> **Short task**:
Rewrite the material below with every "pixel coordinates" changed to "image coordinates", leaving everything else the same.

> **Raw records**:
+ + + + +

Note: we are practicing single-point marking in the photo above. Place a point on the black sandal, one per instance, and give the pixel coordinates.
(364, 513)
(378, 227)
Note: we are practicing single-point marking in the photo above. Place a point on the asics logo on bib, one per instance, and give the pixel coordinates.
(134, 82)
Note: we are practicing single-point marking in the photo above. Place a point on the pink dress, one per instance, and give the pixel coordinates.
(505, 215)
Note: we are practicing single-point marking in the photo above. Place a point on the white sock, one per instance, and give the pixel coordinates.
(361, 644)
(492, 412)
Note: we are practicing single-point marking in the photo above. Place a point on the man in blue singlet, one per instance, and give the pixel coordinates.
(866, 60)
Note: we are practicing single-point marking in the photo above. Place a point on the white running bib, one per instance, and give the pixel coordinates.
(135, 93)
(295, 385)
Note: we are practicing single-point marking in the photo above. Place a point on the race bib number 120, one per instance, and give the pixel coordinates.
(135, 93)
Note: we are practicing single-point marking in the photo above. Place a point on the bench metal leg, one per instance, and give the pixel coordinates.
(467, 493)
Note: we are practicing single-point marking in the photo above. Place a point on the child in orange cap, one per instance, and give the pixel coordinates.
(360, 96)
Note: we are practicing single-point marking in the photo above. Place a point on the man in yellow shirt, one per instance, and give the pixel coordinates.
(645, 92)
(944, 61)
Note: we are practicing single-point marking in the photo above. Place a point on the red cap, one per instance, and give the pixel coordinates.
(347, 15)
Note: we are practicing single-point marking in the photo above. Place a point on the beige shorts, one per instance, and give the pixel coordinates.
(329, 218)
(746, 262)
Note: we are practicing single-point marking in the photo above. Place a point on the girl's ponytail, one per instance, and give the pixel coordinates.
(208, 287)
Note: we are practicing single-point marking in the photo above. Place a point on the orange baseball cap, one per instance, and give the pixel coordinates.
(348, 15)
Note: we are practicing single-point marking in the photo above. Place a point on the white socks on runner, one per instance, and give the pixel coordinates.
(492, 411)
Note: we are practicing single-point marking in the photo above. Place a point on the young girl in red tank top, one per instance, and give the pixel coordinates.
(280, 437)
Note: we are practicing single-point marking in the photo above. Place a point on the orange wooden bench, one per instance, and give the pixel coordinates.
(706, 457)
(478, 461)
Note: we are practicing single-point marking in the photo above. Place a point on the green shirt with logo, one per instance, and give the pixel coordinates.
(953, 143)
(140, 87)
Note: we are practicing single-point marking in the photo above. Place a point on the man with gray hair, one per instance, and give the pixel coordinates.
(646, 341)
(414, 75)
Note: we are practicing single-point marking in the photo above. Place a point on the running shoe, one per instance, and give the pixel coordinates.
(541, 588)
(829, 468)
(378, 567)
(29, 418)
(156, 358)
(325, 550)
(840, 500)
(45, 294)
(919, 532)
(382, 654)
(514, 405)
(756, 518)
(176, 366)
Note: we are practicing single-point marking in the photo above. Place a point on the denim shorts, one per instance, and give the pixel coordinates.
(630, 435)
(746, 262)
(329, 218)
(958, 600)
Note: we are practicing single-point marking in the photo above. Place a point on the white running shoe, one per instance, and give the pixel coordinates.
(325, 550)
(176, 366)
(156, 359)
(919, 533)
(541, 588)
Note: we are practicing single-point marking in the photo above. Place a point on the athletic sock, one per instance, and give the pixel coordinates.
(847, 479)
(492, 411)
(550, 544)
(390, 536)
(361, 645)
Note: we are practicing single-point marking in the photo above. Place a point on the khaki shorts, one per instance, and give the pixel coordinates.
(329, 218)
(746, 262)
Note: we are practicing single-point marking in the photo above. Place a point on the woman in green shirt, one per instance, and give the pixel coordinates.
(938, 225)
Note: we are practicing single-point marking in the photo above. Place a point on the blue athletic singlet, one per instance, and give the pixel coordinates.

+ + + + +

> **Output for this task**:
Note: we are practicing single-point marking in the photo above. Place a point on the black sandal, one per instance, and give the image coordinates.
(364, 513)
(378, 227)
Note: we are practicing single-point marking in the photo above. Place a point on the asics logo on bib, one per instance, and give the image coordinates.
(134, 82)
Note: we are practicing single-point marking in the photo above. Place a point on the pink dress, one per instance, and give the image coordinates.
(505, 215)
Note: we are practicing single-point marking in the photo above. Place a point on the white sock, one per instance, and give the image coordinates.
(361, 644)
(492, 412)
Note: we are practicing single-point marking in the photo above. Place a point on the man in blue singlet, one per instance, and give the image coordinates.
(866, 60)
Note: we are practicing single-point marking in the photo above. Place a point on the white running bib, one per instance, and give the image coordinates.
(135, 93)
(295, 385)
Note: we are practicing single-point marking in the photo above. Place a point on the race bib number 120, one per instance, and give the image coordinates.
(135, 93)
Note: we are practicing single-point marking in the photo above. Place a point on the bench metal leg, one per instance, and give the image coordinates.
(467, 493)
Note: we are practicing single-point marking in the photo above. Place a point on the child in orange cap, one per instance, and give the image coordinates.
(360, 96)
Note: we are practicing single-point marking in the photo above. Place a point on the man in yellow shirt, one per instance, and give the image coordinates.
(645, 92)
(944, 61)
Note: we are practicing single-point marking in the photo above. Place a point on the red cap, one per instance, and give the image coordinates.
(347, 15)
Note: we are practicing single-point marking in the photo above. Place a point on the beige shorts, one per instance, and give the image coordinates.
(329, 218)
(746, 262)
Note: we are practicing single-point marking in the photo above. Place a point on the girl's ponytail, one per instance, and give the image coordinates.
(208, 287)
Note: we are practicing single-point marking in the photo above. Place a point on the orange baseball cap, one per instance, and give the image coordinates.
(348, 15)
Note: we are practicing single-point marking in the photo above. Place a point on the white socks on runner, one per instance, and give the image coordinates.
(492, 411)
Note: we are practicing single-point marking in the photo above. Place a point on the young girl in red tank top, one per instance, and give the image coordinates.
(280, 437)
Note: we are practicing single-point marking in the photo above. Place a point on the orange wooden bench, one per instance, and give the image coordinates.
(706, 457)
(478, 461)
Note: we are practicing single-point marking in the photo above. Place a point on the green shirt with logo, one per instance, and give the image coordinates.
(953, 143)
(140, 87)
Note: we are practicing single-point marking in the photo above. Place a point on the man with gray hair, one per instance, and give the image coordinates.
(646, 341)
(414, 75)
Note: we are practicing single-point marking in the photo above. Place a point on the running shoe, one per instance, and give the image coordinates.
(541, 588)
(829, 468)
(378, 567)
(29, 418)
(156, 358)
(325, 550)
(840, 500)
(45, 294)
(919, 532)
(382, 654)
(514, 405)
(756, 518)
(176, 366)
Note: we are practicing single-point marking in the photo above. Place a point on the denim shorts, one per instance, and give the image coordinates.
(630, 435)
(746, 262)
(329, 218)
(958, 600)
Note: we are practicing single-point marking in the photo above. Place a point on the white running shoe, one per instance, and give the image coordinates.
(325, 550)
(176, 366)
(156, 359)
(919, 533)
(541, 588)
Note: we are practicing single-point marking in the photo above. Place a point on the athletic sock, one per instance, and give the image coordinates.
(847, 479)
(492, 411)
(550, 544)
(390, 536)
(361, 645)
Note: we are practicing single-point marking in the photo above. Place a point on the khaki shorts, one per instance, and give the image coordinates.
(329, 218)
(746, 262)
Note: we are practicing single-point marking in the photo above. Place a point on the woman in green shirt, one per instance, and give the image coordinates.
(938, 225)
Note: we are practicing single-point marking in the photo above. Place a point on the blue athletic singlet, one per instance, and give the image coordinates.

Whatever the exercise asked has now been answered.